___ WORKING DATA ___

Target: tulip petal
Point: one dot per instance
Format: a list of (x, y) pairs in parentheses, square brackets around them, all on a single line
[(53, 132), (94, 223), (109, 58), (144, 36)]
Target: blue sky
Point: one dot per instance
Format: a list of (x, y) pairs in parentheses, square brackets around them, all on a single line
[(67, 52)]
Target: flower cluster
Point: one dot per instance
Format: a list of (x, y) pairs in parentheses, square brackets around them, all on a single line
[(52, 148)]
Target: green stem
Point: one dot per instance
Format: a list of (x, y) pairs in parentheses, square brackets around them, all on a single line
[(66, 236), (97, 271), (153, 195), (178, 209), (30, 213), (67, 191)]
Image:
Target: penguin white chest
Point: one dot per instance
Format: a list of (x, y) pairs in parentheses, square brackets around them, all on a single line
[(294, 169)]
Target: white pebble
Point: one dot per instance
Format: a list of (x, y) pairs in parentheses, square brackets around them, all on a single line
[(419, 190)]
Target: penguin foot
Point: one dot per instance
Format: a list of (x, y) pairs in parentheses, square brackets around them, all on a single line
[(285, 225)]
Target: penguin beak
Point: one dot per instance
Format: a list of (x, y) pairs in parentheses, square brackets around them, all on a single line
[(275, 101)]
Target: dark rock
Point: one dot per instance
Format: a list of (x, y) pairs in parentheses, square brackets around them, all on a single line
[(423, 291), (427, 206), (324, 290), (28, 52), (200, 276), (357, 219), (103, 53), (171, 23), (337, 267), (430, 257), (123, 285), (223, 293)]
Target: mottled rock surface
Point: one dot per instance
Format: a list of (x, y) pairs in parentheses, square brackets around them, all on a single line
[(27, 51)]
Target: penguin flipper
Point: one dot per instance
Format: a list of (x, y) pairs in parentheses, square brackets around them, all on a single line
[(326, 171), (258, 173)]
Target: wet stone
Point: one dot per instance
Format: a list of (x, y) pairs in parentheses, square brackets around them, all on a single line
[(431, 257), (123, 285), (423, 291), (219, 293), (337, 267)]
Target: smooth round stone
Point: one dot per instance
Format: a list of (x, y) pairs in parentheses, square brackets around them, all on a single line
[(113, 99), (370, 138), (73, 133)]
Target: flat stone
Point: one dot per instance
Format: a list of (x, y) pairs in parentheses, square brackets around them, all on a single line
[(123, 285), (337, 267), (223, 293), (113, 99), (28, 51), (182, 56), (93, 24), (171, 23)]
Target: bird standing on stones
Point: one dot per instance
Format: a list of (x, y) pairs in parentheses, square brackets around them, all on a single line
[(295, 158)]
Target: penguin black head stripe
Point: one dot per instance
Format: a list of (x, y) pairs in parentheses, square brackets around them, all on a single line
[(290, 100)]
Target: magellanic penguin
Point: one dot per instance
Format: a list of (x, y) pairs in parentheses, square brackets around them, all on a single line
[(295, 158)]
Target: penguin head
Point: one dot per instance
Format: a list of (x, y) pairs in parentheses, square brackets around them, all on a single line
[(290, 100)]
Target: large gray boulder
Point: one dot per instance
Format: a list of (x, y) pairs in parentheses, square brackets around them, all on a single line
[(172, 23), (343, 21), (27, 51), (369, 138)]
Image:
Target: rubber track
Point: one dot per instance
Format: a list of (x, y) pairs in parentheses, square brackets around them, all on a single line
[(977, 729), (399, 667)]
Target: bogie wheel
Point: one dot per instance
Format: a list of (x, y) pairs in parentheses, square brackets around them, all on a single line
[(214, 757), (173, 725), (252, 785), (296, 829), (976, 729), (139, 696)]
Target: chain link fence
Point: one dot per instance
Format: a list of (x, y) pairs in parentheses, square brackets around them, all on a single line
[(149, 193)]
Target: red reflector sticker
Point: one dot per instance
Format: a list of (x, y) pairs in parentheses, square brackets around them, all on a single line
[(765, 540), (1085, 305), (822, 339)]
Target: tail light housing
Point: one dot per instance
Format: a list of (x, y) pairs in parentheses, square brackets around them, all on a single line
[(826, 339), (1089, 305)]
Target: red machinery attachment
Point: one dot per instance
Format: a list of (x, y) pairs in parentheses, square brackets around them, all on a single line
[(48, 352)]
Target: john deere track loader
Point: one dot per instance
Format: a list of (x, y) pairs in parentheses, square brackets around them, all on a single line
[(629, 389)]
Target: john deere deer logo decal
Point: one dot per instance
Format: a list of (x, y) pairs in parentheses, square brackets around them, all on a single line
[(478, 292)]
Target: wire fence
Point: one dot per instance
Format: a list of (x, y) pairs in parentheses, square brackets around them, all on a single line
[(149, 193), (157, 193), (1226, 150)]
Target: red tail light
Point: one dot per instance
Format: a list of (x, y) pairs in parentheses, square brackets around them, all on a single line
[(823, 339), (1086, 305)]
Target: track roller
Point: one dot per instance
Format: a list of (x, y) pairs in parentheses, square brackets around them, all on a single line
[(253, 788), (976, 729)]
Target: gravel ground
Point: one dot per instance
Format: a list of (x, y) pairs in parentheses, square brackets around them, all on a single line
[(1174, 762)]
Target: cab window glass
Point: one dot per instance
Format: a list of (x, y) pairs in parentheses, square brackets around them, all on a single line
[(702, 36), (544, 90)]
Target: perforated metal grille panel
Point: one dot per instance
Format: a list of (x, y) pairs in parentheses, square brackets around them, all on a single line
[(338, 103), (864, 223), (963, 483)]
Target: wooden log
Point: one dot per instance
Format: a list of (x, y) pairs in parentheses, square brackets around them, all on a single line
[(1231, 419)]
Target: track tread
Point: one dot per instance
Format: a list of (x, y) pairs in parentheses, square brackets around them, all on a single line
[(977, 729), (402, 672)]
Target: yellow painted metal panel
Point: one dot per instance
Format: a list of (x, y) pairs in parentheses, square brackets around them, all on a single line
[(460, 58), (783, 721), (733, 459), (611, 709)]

___

- [YOUR OBJECTIVE]
Search the material above for lines containing the string "metal", then pull them out.

- [RESULT]
Target: perforated metal grille panel
Target: yellow painted metal panel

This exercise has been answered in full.